▸ **WHAT NEEDS TO BE DONE**
Collect and copy out each line of the data below that contains the word "please". Matching is case-sensitive.

[Data entries]

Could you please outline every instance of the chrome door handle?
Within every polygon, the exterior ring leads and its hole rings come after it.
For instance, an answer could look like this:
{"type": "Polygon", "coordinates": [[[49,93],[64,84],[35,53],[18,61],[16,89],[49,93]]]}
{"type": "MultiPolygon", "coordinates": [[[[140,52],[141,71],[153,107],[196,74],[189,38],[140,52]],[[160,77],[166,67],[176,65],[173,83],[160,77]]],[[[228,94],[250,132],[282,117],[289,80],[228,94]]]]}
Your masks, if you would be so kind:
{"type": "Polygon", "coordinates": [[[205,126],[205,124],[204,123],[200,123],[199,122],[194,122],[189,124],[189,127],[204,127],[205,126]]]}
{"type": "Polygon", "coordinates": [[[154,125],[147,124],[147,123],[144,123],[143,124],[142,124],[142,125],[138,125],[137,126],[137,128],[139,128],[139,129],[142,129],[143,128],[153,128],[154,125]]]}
---
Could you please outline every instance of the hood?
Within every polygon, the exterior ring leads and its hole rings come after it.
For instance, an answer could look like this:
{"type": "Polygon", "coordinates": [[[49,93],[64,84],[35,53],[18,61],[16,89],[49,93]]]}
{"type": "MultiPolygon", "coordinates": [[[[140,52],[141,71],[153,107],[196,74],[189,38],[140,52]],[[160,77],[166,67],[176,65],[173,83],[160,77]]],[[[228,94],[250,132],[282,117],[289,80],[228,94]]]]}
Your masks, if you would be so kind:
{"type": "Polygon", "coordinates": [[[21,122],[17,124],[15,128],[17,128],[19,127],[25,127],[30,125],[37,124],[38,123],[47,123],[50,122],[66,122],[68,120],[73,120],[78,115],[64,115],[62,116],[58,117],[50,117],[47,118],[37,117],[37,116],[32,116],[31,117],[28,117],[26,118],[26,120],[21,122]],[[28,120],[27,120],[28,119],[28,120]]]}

▸ **FINAL RESULT**
Could you please outline every instance of the chrome door handle?
Could you please outline every instance of the hood?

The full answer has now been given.